» **Passage cité**
Par chance, il [= mon père] est mort en bas âge ; j’ai laissé derrière moi un jeune mort qui n’eut pas le temps d’être mon père et qui pourrait être, aujourd’hui, mon fils. … je souscris volontiers au verdict d’un éminent psychanalyste : je n’ai pas de Sur-moi.
Jean-Paul Sartre –
Les Mots (Citation complète ici)
(Suite du Post du 7-01-2014)
Si l’on veut bien se reporter au texte (référence
ci-dessus), on comprend plusieurs choses :
-
D’abord que les Pères ne sont pas responsables de l’abus d’autorité dont ils
font preuve : ils ne font qu’endosser le rôle qui leur est prescrit.
- En
suite que cette mort précoce qui fit du petit Jean-Paul un orphelin le
débarrassa de cet encombrant sur-moi
qui châtie bien plus souvent qu’il ne récompense (1).
Vrai ou faux ? Qui le dira ? En tout cas je
suppose que Sartre est de bonne foi et qu’au minimum son affirmation signifie
qu’il ne connait pas le sentiment de culpabilité.
Imaginez un peu : vous êtes petit garçon – ou
fille ; vous avez 8 ans (ou plus) ; votre papa vous découvre les
doigts dans le pot de confiture (ou dans tout ce que vous voudrez) : sa
colère est jupitérienne et vous sentez que sa foudre va vous tomber dessus. Il
se peut d’ailleurs que ce soit votre maman, dont la colère anticipe sur celle
de votre géniteur : « Tu vas voir ce qu’il va dire, Papa, quand il va
rentrer ce soir et qu'il apprendra ce que tu as fait ! »
- Et pendant ce temps-là, vous attendez que ça se passe
et vous comptez mentalement les minutes et les secondes : – Pas bientôt
fini ? Point de sentiment de culpabilité, aucune contrition.

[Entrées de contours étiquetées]
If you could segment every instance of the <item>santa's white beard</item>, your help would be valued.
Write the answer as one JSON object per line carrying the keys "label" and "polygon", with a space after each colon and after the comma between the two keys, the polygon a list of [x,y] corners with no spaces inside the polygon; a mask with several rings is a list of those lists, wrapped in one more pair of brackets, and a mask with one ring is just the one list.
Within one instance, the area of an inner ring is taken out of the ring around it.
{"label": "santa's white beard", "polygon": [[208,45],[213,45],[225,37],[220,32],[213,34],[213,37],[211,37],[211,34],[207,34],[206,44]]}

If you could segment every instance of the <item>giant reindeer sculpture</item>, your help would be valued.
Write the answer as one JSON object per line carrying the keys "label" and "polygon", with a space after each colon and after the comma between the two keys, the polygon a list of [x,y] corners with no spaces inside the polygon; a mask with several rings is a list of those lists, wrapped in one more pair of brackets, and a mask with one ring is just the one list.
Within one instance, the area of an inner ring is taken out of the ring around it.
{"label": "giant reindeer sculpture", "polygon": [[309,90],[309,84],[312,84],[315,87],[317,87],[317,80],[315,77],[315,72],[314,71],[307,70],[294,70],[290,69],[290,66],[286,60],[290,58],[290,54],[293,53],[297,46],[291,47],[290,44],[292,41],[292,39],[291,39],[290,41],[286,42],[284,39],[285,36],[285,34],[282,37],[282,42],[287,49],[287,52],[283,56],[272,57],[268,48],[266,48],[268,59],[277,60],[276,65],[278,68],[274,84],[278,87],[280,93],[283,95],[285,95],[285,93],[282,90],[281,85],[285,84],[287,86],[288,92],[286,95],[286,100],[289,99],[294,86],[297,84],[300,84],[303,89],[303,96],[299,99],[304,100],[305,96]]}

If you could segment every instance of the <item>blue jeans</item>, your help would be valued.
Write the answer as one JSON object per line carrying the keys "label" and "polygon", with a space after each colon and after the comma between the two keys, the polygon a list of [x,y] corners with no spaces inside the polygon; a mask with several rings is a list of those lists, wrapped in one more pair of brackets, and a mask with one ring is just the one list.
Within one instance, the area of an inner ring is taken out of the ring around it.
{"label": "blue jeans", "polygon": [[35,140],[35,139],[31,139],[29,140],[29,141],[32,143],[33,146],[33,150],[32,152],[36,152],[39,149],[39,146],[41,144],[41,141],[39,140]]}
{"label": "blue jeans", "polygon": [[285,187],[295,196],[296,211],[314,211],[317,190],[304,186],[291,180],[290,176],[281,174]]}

» **Travail demandé**
a – Résumez en deux phrases le passage sur Sartre.
b – Recopiez sans rien changer le passage sur Sartre, de « Par chance, il » à « ne récompense (1). ».
c – Dans la scène imaginée par le passage sur Sartre, où le père découvre-t-il les doigts de l'enfant ?

» **Réponses**
a – Le passage cite Sartre qui, dans Les Mots, raconte que son père est mort jeune et affirme ne pas avoir de Sur-moi. L'auteur en déduit que les pères ne font qu'endosser le rôle qui leur est prescrit et que cette mort précoce a débarrassé l'enfant d'un sur-moi qui châtie plus souvent qu'il ne récompense, ce qui signifie au minimum que Sartre ne connaît pas le sentiment de culpabilité.

b –
Par chance, il [= mon père] est mort en bas âge ; j’ai laissé derrière moi un jeune mort qui n’eut pas le temps d’être mon père et qui pourrait être, aujourd’hui, mon fils. … je souscris volontiers au verdict d’un éminent psychanalyste : je n’ai pas de Sur-moi.
Jean-Paul Sartre –
Les Mots (Citation complète ici)
(Suite du Post du 7-01-2014)
Si l’on veut bien se reporter au texte (référence
ci-dessus), on comprend plusieurs choses :
-
D’abord que les Pères ne sont pas responsables de l’abus d’autorité dont ils
font preuve : ils ne font qu’endosser le rôle qui leur est prescrit.
- En
suite que cette mort précoce qui fit du petit Jean-Paul un orphelin le
débarrassa de cet encombrant sur-moi
qui châtie bien plus souvent qu’il ne récompense (1).

c – Dans le pot de confiture.